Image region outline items
==========

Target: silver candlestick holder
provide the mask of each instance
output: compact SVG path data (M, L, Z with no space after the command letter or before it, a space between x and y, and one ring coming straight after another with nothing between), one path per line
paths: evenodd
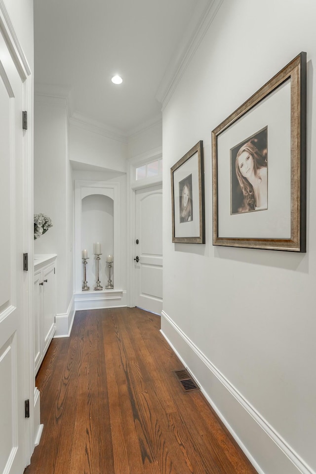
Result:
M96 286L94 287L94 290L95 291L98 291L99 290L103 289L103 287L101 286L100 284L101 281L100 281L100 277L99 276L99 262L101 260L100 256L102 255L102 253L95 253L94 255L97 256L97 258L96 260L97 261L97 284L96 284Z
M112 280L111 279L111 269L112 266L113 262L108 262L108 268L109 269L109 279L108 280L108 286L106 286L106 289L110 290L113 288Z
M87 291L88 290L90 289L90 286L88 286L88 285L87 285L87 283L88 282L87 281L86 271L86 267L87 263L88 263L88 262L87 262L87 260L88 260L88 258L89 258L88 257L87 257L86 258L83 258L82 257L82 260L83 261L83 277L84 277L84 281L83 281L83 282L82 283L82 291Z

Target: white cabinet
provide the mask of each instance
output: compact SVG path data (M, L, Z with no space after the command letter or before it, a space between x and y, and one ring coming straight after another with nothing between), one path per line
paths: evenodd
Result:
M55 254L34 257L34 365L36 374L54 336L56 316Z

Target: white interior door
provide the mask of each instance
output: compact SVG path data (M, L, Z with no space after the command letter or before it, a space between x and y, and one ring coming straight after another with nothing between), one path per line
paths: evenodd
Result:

==========

**TASK PROMPT**
Rewrite all of the items above, changing "provide the mask of each instance" to "outline every instance" everywhere and keeping everything else the same. Leave out the pictures.

**FINISHED TASK**
Target: silver candlestick holder
outline every instance
output: compact SVG path data (M, L, Z with no space after the command letter or before it, a space between x and y, and one ring coming straight after another with nothing between), one path per line
paths: evenodd
Result:
M96 286L94 287L94 290L95 291L98 291L99 290L103 289L103 287L101 286L100 284L101 281L100 281L100 277L99 276L99 262L101 260L100 256L102 255L102 253L95 253L94 255L97 256L97 258L96 260L97 261L97 284L96 284Z
M112 280L111 279L111 269L112 266L113 262L108 262L108 268L109 269L109 279L108 280L108 286L106 286L106 289L110 290L113 288Z
M87 291L88 290L90 289L90 286L88 286L88 285L87 285L87 283L88 282L87 281L86 271L86 267L87 263L88 263L88 262L87 262L87 260L88 260L88 258L89 258L88 257L87 257L86 258L83 258L82 257L82 260L83 261L83 277L84 277L84 281L83 281L83 282L82 283L82 291Z

Target: white cabinet
outline every instance
output: compact SVG path data (M, L, Z with no space after the command letter or before it, a space between x and y, and one ring coming straight after another with nothing between), one path per line
paths: evenodd
Result:
M55 254L34 257L34 365L36 374L54 336L56 316Z

Target: white interior door
outline every instance
output: compact SVG path data (M, L, Z with no space after the command letter or before it, a space between x and y, and one ring coming straight after another with nothing between), one path per line
paths: evenodd
Result:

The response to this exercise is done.